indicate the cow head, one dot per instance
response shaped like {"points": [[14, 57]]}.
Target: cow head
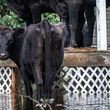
{"points": [[6, 41]]}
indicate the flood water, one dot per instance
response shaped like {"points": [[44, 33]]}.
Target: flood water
{"points": [[62, 101]]}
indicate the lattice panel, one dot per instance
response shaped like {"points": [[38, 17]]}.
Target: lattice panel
{"points": [[5, 80], [85, 79], [85, 101], [6, 101]]}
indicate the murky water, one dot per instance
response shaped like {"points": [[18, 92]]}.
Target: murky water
{"points": [[62, 101]]}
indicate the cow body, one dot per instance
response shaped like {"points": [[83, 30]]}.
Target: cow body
{"points": [[38, 54], [71, 10]]}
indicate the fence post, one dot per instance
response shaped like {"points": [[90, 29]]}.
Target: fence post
{"points": [[101, 25]]}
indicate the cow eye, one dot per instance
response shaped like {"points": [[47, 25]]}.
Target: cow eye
{"points": [[10, 41]]}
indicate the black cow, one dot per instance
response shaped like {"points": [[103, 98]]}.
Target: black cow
{"points": [[38, 53], [30, 11], [71, 10]]}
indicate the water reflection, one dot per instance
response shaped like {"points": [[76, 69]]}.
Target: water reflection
{"points": [[63, 101]]}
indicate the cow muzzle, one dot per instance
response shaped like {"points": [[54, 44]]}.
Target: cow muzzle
{"points": [[3, 56]]}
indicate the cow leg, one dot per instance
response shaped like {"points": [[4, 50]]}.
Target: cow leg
{"points": [[90, 16], [37, 73], [27, 83], [73, 9], [79, 36], [69, 32]]}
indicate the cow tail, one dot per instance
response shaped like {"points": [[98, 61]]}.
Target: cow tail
{"points": [[47, 28]]}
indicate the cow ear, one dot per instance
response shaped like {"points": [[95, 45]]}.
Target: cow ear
{"points": [[18, 32]]}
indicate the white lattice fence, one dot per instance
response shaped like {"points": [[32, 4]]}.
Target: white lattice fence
{"points": [[5, 80], [87, 79]]}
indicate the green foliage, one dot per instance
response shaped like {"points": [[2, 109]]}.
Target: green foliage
{"points": [[12, 20], [51, 17], [8, 18]]}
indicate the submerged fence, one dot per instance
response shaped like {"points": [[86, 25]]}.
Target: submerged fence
{"points": [[84, 79]]}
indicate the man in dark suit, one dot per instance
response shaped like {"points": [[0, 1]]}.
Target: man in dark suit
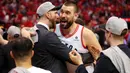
{"points": [[49, 52], [6, 62]]}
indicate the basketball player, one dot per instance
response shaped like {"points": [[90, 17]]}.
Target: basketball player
{"points": [[74, 35]]}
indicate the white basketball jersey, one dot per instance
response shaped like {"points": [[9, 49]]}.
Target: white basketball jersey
{"points": [[73, 41]]}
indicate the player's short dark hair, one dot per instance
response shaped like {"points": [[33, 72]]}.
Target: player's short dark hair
{"points": [[72, 3], [21, 47]]}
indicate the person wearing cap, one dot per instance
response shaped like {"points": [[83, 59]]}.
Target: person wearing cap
{"points": [[6, 62], [22, 53], [115, 59], [76, 36], [49, 52]]}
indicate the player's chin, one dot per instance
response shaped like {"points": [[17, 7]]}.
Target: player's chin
{"points": [[63, 24]]}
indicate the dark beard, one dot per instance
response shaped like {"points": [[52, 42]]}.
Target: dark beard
{"points": [[68, 25]]}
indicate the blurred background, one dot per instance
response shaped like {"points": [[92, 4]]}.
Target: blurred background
{"points": [[94, 13]]}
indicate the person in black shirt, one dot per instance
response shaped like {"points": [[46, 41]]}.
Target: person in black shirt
{"points": [[116, 59]]}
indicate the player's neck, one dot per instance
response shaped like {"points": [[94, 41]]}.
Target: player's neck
{"points": [[71, 29]]}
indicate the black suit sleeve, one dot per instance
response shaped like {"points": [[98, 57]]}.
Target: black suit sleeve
{"points": [[1, 59], [56, 48], [81, 69]]}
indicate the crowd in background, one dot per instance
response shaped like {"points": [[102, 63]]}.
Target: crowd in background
{"points": [[22, 12], [93, 12]]}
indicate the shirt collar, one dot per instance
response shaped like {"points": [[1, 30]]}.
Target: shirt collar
{"points": [[45, 25]]}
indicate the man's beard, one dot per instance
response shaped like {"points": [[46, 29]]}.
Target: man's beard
{"points": [[52, 26], [65, 24]]}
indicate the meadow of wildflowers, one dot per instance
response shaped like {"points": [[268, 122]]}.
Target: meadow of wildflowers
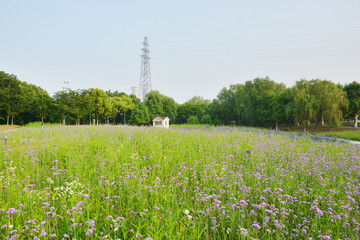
{"points": [[113, 182]]}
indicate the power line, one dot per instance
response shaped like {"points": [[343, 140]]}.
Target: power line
{"points": [[145, 74]]}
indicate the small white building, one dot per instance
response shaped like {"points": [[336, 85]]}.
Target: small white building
{"points": [[161, 122]]}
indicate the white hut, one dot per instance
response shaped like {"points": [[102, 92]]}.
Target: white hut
{"points": [[161, 122]]}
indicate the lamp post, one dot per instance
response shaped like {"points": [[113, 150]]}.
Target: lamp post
{"points": [[64, 90], [5, 140]]}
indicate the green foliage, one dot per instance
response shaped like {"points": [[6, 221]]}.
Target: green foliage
{"points": [[353, 93], [189, 109], [140, 115], [206, 119], [136, 177]]}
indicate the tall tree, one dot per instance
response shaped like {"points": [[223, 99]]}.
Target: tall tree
{"points": [[154, 102], [140, 115], [99, 103], [353, 93]]}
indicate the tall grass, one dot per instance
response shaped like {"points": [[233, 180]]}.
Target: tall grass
{"points": [[350, 135], [115, 182]]}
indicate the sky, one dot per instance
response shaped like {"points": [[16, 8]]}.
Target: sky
{"points": [[196, 47]]}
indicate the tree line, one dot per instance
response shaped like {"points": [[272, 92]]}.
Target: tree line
{"points": [[260, 102]]}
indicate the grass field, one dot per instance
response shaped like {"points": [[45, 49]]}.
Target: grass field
{"points": [[8, 127], [114, 182], [351, 135]]}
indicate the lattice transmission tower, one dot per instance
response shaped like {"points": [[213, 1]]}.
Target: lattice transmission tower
{"points": [[145, 74]]}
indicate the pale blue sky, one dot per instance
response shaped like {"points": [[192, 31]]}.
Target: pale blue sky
{"points": [[197, 47]]}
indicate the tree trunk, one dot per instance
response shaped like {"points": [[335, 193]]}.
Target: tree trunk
{"points": [[356, 116]]}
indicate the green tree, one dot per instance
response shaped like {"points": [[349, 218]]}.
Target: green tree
{"points": [[154, 102], [122, 105], [140, 115], [187, 110], [206, 119], [256, 93], [99, 104], [353, 93]]}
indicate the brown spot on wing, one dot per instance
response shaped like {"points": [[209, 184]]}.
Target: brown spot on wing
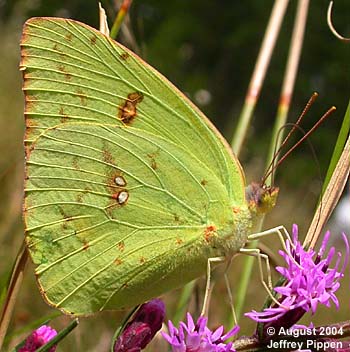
{"points": [[128, 111], [93, 40], [209, 232], [124, 56], [117, 261], [86, 245], [108, 157], [82, 96], [121, 246], [64, 117]]}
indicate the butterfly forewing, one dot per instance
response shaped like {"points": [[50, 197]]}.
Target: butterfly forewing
{"points": [[128, 185]]}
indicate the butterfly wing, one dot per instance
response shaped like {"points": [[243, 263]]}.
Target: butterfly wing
{"points": [[128, 185]]}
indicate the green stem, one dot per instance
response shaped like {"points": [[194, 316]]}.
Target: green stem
{"points": [[120, 18], [13, 290]]}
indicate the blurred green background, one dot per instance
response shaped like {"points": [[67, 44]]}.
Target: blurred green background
{"points": [[208, 49]]}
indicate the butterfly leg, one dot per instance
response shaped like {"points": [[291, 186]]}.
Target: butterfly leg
{"points": [[255, 252], [209, 286], [229, 292]]}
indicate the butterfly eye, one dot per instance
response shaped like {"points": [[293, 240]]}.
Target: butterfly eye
{"points": [[120, 181]]}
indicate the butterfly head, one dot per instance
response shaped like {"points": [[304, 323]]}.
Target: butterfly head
{"points": [[261, 198]]}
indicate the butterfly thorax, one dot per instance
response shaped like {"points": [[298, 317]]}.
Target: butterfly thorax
{"points": [[261, 198]]}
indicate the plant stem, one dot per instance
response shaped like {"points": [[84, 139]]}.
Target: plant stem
{"points": [[259, 73], [289, 80], [120, 18], [15, 284]]}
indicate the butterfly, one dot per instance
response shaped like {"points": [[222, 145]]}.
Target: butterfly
{"points": [[129, 188]]}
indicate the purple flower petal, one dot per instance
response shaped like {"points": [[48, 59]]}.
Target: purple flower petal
{"points": [[309, 283], [197, 337]]}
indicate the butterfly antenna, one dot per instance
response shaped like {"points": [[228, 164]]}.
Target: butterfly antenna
{"points": [[307, 134], [272, 167]]}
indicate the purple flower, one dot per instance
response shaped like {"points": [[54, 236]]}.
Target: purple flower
{"points": [[38, 338], [198, 337], [142, 328], [309, 281]]}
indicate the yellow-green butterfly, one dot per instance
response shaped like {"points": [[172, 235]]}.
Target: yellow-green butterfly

GOAL: Look above for the line that holds "indicate the plant stem, one dot per instance", then copy it and each line after it exactly, through the last line of the data.

TASK RESULT:
indicate the plant stem, one dot per instance
response shaped like {"points": [[84, 139]]}.
Target: plant stem
{"points": [[259, 73], [289, 80], [120, 18], [15, 284]]}
indicate the butterfly, one dot per instance
response shaped like {"points": [[222, 145]]}.
Target: butterfly
{"points": [[129, 188]]}
indicate the purple flower petal, one dot per instance
response shaped like {"points": [[48, 59]]}.
Target: purple flower petal
{"points": [[309, 283], [197, 337]]}
indicate the butterfly antenna, one dot per instance
response shaped like {"points": [[228, 164]]}.
Target: butterfly antenna
{"points": [[307, 134], [272, 167]]}
indicate the purple flower, one dot per instance
response shaped like {"points": [[54, 236]]}.
Target: purple flower
{"points": [[38, 338], [198, 337], [142, 328], [309, 281]]}
indicate the yellow-green butterfly, one dot per instance
response shaped like {"points": [[172, 235]]}.
Target: yellow-green butterfly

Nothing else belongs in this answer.